To be done:
Could you write out every one of the lines below, unchanged, with the pictures left out?

Collected data lines
##########
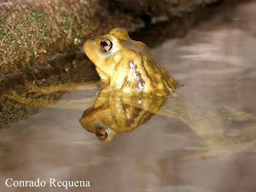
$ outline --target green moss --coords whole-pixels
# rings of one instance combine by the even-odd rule
[[[5,20],[0,19],[0,23],[1,23],[1,24],[4,24],[4,23],[5,23]]]

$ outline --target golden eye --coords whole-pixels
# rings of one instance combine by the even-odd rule
[[[98,139],[104,140],[108,137],[108,132],[106,129],[102,127],[96,127],[96,135]]]
[[[112,41],[109,38],[102,38],[101,42],[101,50],[104,53],[108,53],[113,48]]]

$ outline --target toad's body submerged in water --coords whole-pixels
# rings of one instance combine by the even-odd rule
[[[85,42],[84,50],[95,64],[104,87],[160,96],[178,87],[155,62],[147,45],[131,39],[125,30],[114,28],[108,34],[92,38]]]

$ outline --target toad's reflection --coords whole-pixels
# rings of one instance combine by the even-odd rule
[[[166,96],[123,95],[102,90],[93,106],[84,112],[80,124],[102,142],[111,142],[120,132],[144,124],[166,103]]]
[[[206,146],[189,147],[198,155],[229,155],[256,143],[254,116],[230,107],[212,105],[189,87],[180,88],[169,97],[125,96],[102,90],[80,123],[100,141],[111,142],[118,133],[136,129],[155,113],[181,120],[205,140]],[[234,129],[236,121],[253,122],[253,125],[241,127],[238,124],[236,127],[235,124]]]

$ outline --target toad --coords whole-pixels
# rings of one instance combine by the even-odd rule
[[[159,96],[178,87],[154,60],[147,45],[131,39],[124,29],[114,28],[108,34],[87,40],[84,51],[95,64],[103,87]]]

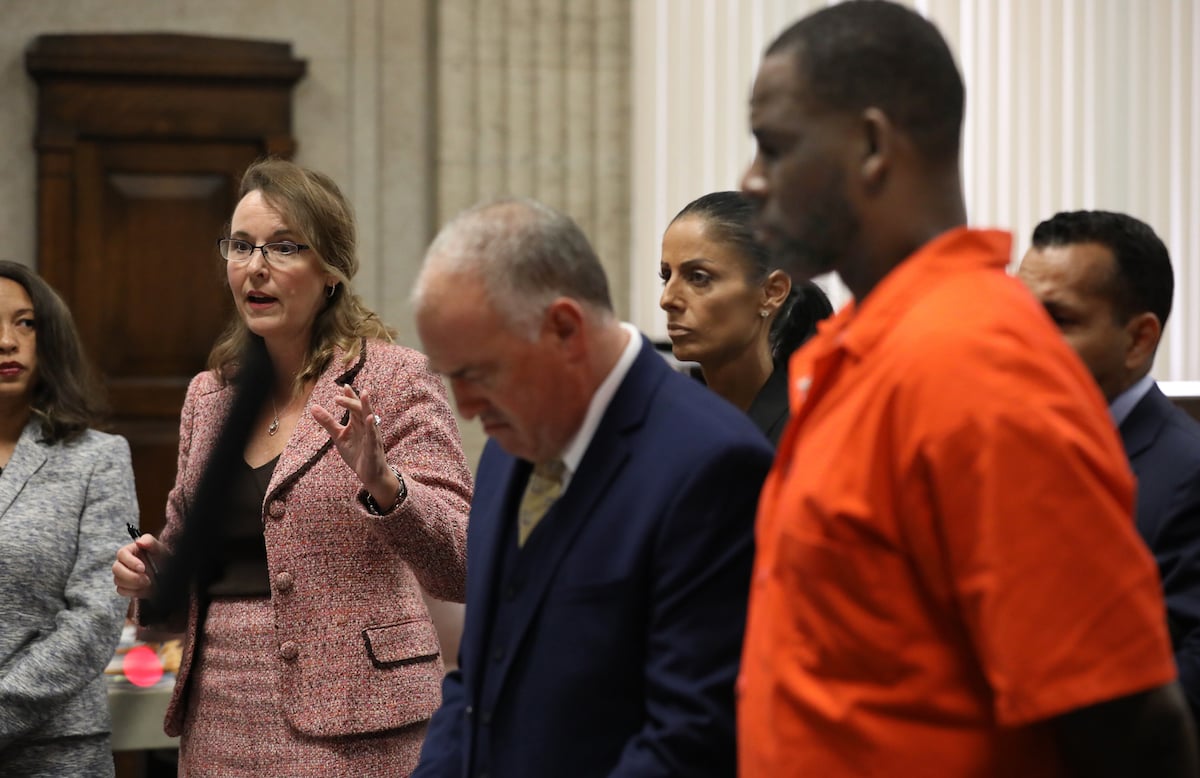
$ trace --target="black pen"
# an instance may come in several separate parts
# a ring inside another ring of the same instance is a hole
[[[125,528],[130,531],[130,537],[133,538],[134,540],[137,540],[143,534],[145,534],[140,529],[138,529],[137,527],[134,527],[133,525],[131,525],[127,521],[125,522]],[[139,547],[138,551],[142,551],[142,549]],[[158,565],[154,563],[154,558],[150,556],[149,551],[143,552],[143,556],[145,556],[146,562],[150,563],[150,571],[154,573],[154,576],[157,579],[158,577]]]

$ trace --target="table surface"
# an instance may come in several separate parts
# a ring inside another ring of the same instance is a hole
[[[113,716],[113,750],[179,748],[178,737],[162,731],[162,719],[174,686],[148,689],[109,684],[108,711]]]

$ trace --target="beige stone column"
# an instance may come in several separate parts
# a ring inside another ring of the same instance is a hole
[[[570,214],[629,306],[629,0],[437,4],[437,221],[505,194]]]

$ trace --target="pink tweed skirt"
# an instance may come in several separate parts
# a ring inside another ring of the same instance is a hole
[[[186,778],[408,776],[426,724],[358,737],[310,737],[283,718],[274,611],[268,598],[209,605],[192,665],[179,747]]]

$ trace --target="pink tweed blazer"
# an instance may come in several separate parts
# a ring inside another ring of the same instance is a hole
[[[370,391],[388,460],[403,473],[408,497],[386,516],[367,513],[361,483],[305,408],[263,503],[284,716],[299,732],[323,737],[433,714],[443,664],[418,584],[436,598],[462,602],[467,570],[470,472],[442,381],[420,353],[382,341],[366,341],[352,365],[343,359],[335,355],[310,406],[336,417],[341,384]],[[187,389],[162,535],[168,545],[232,400],[233,390],[211,372]],[[168,735],[182,730],[199,616],[193,597]]]

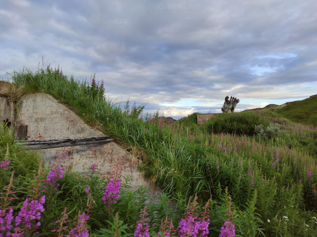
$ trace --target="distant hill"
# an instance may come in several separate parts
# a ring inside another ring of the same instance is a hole
[[[287,102],[281,105],[270,104],[249,111],[268,110],[298,123],[317,126],[317,94],[302,100]]]

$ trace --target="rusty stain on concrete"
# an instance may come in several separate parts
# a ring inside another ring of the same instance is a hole
[[[27,125],[26,138],[28,140],[105,136],[101,131],[85,124],[73,111],[50,95],[40,93],[24,96],[20,101],[19,112],[16,117],[15,105],[7,103],[6,98],[0,97],[0,118],[8,118],[18,125]],[[95,163],[105,177],[112,175],[119,156],[122,163],[122,175],[131,179],[130,184],[134,189],[139,189],[142,185],[147,189],[148,195],[152,198],[160,196],[159,189],[150,184],[138,170],[140,161],[133,162],[136,159],[115,142],[43,149],[38,152],[47,166],[55,163],[56,159],[62,156],[65,158],[63,165],[66,171],[87,174],[89,167]]]

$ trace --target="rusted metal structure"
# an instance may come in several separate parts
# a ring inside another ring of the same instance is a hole
[[[224,98],[224,103],[223,106],[221,109],[221,111],[223,113],[233,113],[235,110],[235,108],[237,104],[240,102],[240,100],[237,99],[236,97],[235,98],[231,96],[229,99],[229,96],[227,96]]]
##########
Written solution:
$ outline --target green moss --coords whole-pixels
# rings of one instance combine by the even-odd rule
[[[5,20],[0,19],[0,23],[1,23],[1,24],[4,24],[4,23],[5,23]]]

$ outline --target golden eye --coords whole-pixels
# rings of one instance combine by the even-odd rule
[[[98,139],[104,140],[108,137],[108,132],[106,129],[102,127],[96,127],[96,135]]]
[[[112,41],[109,38],[102,38],[101,42],[101,50],[104,53],[108,53],[113,48]]]

$ outline --target toad's body submerged in water --coords whole-pixels
# rings of one instance combine by the even-odd rule
[[[85,42],[84,50],[95,64],[104,87],[160,96],[178,87],[155,62],[147,45],[131,39],[125,30],[114,28],[108,34],[92,38]]]

$ outline --target toad's reflection --coords whole-pixels
# rings of one instance combine by the even-odd rule
[[[166,96],[123,95],[102,90],[93,106],[84,112],[80,124],[102,142],[111,142],[120,132],[144,124],[166,103]]]
[[[206,146],[189,147],[198,155],[229,155],[256,143],[254,116],[230,107],[212,105],[189,87],[180,88],[169,97],[125,96],[102,90],[80,123],[100,141],[111,142],[118,133],[136,129],[155,113],[181,120],[205,140]],[[234,129],[236,121],[253,122],[253,125],[241,127],[238,124],[236,127],[235,124]]]

$ outline --target toad --coords whole-pixels
# rings of one instance combine by the even-odd rule
[[[159,96],[178,87],[154,60],[147,45],[131,39],[124,29],[114,28],[108,34],[87,40],[84,51],[95,64],[103,87]]]

$ trace --target="black pen"
# an instance may come in several separate parts
# a ring inside another ring of the same instance is a hole
[[[125,528],[130,531],[130,537],[133,538],[134,540],[137,540],[143,534],[145,534],[140,529],[138,529],[137,527],[134,527],[133,525],[131,525],[127,521],[125,522]],[[139,547],[138,551],[142,551],[142,549]],[[158,565],[154,563],[154,558],[150,556],[149,551],[143,552],[143,556],[145,556],[146,562],[150,563],[150,571],[154,573],[154,576],[157,579],[158,577]]]

$ trace --target="table surface"
# an instance may come in several separate parts
# a ring inside another ring of the same instance is a hole
[[[113,716],[113,750],[179,748],[178,737],[162,731],[162,719],[174,686],[148,689],[109,684],[108,711]]]

$ trace --target="beige stone column"
# an instance may come in several separate parts
# a ring inside another ring of the same instance is a hole
[[[570,214],[629,306],[629,0],[437,4],[437,221],[505,194]]]

$ trace --target="pink tweed skirt"
# an instance may come in several separate parts
# a ring inside another ring of the same instance is a hole
[[[186,778],[408,776],[426,724],[358,737],[310,737],[283,718],[274,611],[268,598],[209,605],[192,665],[179,747]]]

$ trace --target="pink tweed blazer"
# an instance may come in several separate parts
# a ring inside another ring of the same instance is a hole
[[[370,391],[388,460],[403,473],[408,497],[386,516],[367,513],[361,483],[305,408],[263,503],[284,716],[299,732],[323,737],[433,714],[443,664],[418,584],[436,598],[462,602],[467,570],[470,472],[442,381],[420,353],[382,341],[366,341],[352,365],[343,359],[335,355],[310,406],[336,417],[341,384]],[[187,389],[162,535],[168,545],[232,400],[233,390],[211,372]],[[168,735],[182,730],[199,616],[193,597]]]

$ trace --target="distant hill"
# an instance may come in several separate parts
# a ring inside another ring of the same instance is a hole
[[[287,102],[281,105],[270,104],[249,111],[268,110],[298,123],[317,126],[317,94],[302,100]]]

$ trace --target="rusty stain on concrete"
# an instance may come in several separate parts
# a ring inside another ring of the same instance is a hole
[[[27,125],[26,138],[28,140],[105,136],[101,131],[85,124],[73,111],[50,95],[40,93],[24,96],[20,101],[19,112],[16,117],[15,105],[7,103],[6,98],[0,97],[0,118],[8,118],[18,125]],[[95,163],[105,177],[112,175],[119,156],[122,163],[122,175],[131,179],[130,184],[134,189],[139,189],[142,185],[147,189],[148,195],[152,198],[160,196],[159,189],[150,184],[138,170],[140,161],[133,162],[136,159],[115,142],[43,149],[38,152],[47,166],[55,163],[56,159],[62,156],[65,158],[63,165],[66,171],[87,174],[89,167]]]

$ trace --target="rusted metal structure"
# an instance may come in several separate parts
# a ring inside another ring of the same instance is a hole
[[[224,98],[224,103],[223,106],[221,109],[221,111],[223,113],[233,113],[235,110],[235,108],[237,104],[240,102],[240,100],[237,99],[236,97],[235,98],[231,96],[229,99],[229,96],[227,96]]]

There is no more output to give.